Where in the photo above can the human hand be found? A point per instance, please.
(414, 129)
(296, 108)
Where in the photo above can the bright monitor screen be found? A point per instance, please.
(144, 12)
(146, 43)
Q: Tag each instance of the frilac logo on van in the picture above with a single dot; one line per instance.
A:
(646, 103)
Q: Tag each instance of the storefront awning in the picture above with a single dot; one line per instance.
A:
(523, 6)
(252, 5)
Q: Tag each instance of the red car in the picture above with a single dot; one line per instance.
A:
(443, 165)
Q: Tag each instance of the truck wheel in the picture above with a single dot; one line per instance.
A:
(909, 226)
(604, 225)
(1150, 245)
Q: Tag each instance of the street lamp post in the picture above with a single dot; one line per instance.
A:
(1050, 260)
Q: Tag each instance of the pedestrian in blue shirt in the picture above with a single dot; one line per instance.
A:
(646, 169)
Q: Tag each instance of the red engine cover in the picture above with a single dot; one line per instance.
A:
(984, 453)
☆ ☆ ☆ ☆ ☆
Write out only the final block of lines, starting at the line with "Q: Tag each instance of the storefront" and running to the end of the material.

-- Result --
Q: Tag each instance of the storefront awning in the picture above with a single dot; one line per instance.
A:
(523, 6)
(252, 5)
Q: Tag each instance of the red car in the picture above with a single dot; one line per instance.
A:
(443, 165)
Q: Tag each instance of the truck wheel in the picture above with a single dot; one line per instance.
A:
(909, 226)
(604, 225)
(1150, 245)
Q: Tag each instance of the street lamp post in the picture above with a single dot; one line per instance.
A:
(1050, 260)
Q: Tag each instance of the pedestrian in blue shirt in the picture above with a single dot; one line per instance.
A:
(646, 169)
Q: Tag each instance of the red engine cover in the picture above with a single dot; one line per instance.
A:
(984, 453)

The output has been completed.